What you will do
**A.** In the investing discussion, what strategy has the member who buys REIT stocks adopted for them?
**B.** Pick up the investing discussion after its final line and carry it forward.

Page text
+===+
What are you currently investing in?

Currently holding FLT.V, VERY.CN, GEVO, MMED, and a halted SHRM
 
I am basic so I put my money in ETFs and mutual funds capturing technology, health care, finance sectors.

Since real estate is not one of the sectors those above securities include in their portfolios and I am a big believer in real estate (naturally as a UT member!), I have diversified by buying REIT stocks, but I am a little aghast that investors don't value the development potential and future potential earnings of REITs at all (some of which own huge amounts of land in urban areas!). I clearly see them differently than the investment community does and have adopted a long-term hold + collect dividend strategy with REITs.
 
I'm brand new to investing and really don't know where to start yet.

Not a bad idea to talk to an investment advisor.

If you're starting small and moderately conservative, one of the advisors at your local bank branch, who you can see for free would be perfectly fine.

I wouldn't necessarily go with what they recommend.

But its a good way to acquaint yourself with different options.

***

It would be my suggestion that before worrying about the details of where to put your money, you think carefully about your goals; your needs and your risk tolerance.

What are you investing for? (short-term, medium-term, long-term, to buy a car, a house, or your retirement)

What's your time horizon? (when do you need the money and any return back)
+===+
Collected data

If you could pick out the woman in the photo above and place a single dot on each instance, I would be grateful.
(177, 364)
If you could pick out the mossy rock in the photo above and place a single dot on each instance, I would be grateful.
+===+
Responses to the exercise
**A.** A long-term hold plus collect-dividend strategy.

**B.**
Can you and are you prepared to risk a serious loss in the near-term?

Broadly speaking, higher risk, higher reward.

But higher risk means you could be out some or all of your investment.

For most people, a diversified mix of low-medium risk ETFs, Mutual Funds, Bond/Money Market Funds etc. is about the right speed; but everyone will differ.
 
I really think it’s a matter of what you are interested in.

I’m interested in learning about active investing. I still consider myself a beginner. My first stock trade was in 2002 buying and selling Nortel like a scared-rabbit, grinding out a few hundred dollars.

I find overall a diversified portfolio will trend around the performance of the index, with actively-managed accounts (professionally and unprofessionally managed) tending to (fee’s all in) generally underperform the index.

So unless you are interested in the “game” indexing is best, although I sense the rise of indexing portends the future underperformance of indexing relative to conventional norms.

If you are interested in the game it’s best to just start investing small amounts in a few or all of the major economic sectors. Like pick a stock you like in each sector, put a real amount of money in it and watch what happens over time.

This is really a specialized knowledge that takes a long time to study. There is no right or wrong niche to look at but keep in mind everyone says diversify but people who make real money are often the least diversified.
 
Another thing I notice is people talk about investments like they talk about lottery or casino gambling. Talking about "picks" etc. There's nothing wrong with talking about picks but it blinds people to the whole process of investing. The reason we are probably talking about this now is that there has been a historic rebound in stock markets meaning that anyone with skin in the game just made (or made back) a bucket of money. After a crash it's like crickets out there.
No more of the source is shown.